## Instructions for the task
Everything from the line that contains "of the orange" to the end of the data below is to be reproduced verbatim; leave all else out.

=======

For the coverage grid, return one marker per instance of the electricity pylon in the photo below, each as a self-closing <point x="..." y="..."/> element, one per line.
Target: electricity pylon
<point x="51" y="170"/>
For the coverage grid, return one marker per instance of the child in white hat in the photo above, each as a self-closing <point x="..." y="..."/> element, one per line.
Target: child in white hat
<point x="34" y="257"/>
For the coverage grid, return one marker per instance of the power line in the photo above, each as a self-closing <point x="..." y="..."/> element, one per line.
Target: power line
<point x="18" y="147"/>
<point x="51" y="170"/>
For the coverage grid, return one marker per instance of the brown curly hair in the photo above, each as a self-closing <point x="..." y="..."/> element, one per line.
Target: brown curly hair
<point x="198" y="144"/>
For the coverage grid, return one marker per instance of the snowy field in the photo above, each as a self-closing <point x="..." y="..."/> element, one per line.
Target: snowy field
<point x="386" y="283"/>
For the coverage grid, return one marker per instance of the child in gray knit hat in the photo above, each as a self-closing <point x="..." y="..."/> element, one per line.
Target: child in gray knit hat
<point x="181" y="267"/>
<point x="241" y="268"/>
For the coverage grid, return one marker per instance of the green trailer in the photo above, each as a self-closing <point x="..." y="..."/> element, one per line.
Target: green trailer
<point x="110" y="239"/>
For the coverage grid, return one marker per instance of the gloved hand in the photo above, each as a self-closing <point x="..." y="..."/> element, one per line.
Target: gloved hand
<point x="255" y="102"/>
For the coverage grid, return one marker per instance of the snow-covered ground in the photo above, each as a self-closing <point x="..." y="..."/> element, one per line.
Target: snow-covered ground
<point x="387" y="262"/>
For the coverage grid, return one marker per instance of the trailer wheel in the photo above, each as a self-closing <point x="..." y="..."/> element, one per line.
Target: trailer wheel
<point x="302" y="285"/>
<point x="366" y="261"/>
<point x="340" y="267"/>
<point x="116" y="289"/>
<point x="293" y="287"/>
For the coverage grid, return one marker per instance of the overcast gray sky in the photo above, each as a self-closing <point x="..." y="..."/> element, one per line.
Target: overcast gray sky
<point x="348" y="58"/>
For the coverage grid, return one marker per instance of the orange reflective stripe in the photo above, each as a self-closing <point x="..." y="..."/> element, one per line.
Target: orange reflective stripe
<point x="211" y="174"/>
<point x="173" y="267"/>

=======

## Exercise response
For the coverage grid, return one marker per instance of the orange reflective stripe in the photo above, each as a self-closing <point x="..." y="..."/> element, one per line.
Target: orange reflective stripe
<point x="211" y="174"/>
<point x="173" y="267"/>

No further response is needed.